Rows excerpted from a collection:
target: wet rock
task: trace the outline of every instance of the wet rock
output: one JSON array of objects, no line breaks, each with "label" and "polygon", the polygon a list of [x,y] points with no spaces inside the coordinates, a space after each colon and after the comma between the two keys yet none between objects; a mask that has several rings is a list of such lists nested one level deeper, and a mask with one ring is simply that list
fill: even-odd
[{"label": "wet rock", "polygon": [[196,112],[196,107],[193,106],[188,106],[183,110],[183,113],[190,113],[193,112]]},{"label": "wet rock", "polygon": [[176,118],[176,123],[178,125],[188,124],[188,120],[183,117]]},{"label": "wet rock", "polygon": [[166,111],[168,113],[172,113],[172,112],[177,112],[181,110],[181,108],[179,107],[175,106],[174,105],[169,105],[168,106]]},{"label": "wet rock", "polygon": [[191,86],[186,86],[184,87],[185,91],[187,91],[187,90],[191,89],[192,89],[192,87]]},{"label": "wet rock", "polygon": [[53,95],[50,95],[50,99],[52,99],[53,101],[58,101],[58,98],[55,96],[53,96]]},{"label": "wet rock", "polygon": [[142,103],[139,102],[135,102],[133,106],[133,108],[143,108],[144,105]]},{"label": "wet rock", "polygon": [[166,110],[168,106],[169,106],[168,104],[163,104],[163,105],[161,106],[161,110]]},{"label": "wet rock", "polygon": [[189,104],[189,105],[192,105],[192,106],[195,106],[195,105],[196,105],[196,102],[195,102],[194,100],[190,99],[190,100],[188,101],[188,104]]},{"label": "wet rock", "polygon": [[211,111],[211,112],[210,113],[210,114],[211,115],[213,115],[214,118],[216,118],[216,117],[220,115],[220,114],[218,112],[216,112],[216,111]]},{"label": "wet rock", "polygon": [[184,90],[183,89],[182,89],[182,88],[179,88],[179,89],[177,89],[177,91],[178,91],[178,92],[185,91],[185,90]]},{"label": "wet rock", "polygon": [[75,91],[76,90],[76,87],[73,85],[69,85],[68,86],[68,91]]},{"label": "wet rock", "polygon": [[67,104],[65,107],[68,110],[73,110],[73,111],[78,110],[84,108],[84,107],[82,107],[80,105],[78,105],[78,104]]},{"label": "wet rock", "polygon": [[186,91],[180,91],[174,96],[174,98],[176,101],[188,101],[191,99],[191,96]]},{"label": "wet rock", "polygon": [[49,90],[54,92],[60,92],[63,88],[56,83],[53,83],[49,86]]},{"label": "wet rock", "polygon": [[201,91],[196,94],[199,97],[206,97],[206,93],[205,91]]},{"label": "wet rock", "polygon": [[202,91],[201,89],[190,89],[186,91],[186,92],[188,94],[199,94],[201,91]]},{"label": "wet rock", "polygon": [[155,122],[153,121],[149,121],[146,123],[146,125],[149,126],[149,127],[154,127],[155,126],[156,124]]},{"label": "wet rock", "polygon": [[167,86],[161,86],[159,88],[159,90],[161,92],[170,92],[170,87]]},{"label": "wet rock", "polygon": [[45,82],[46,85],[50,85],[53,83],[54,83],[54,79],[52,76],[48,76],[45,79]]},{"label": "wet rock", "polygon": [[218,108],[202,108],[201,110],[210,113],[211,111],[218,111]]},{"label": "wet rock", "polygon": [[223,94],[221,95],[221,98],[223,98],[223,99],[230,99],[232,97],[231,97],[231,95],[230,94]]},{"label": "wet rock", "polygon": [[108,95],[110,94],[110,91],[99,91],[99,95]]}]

* _Goal of the exercise_
Render the rows above as a numbered list, from the first line up to and including the line with "fill: even-odd", leaving out any blank lines.

* _Response for this exercise_
1. target: wet rock
2. task: trace the outline of every instance of the wet rock
3. output: one JSON array of objects, no line breaks, each with "label" and "polygon", the polygon a list of [x,y] points with no spaces inside the coordinates, a space after each colon and after the comma between the two keys yet none between objects; a mask that has several rings is a list of such lists nested one level deeper, and a mask with one ring is simply that list
4. fill: even-odd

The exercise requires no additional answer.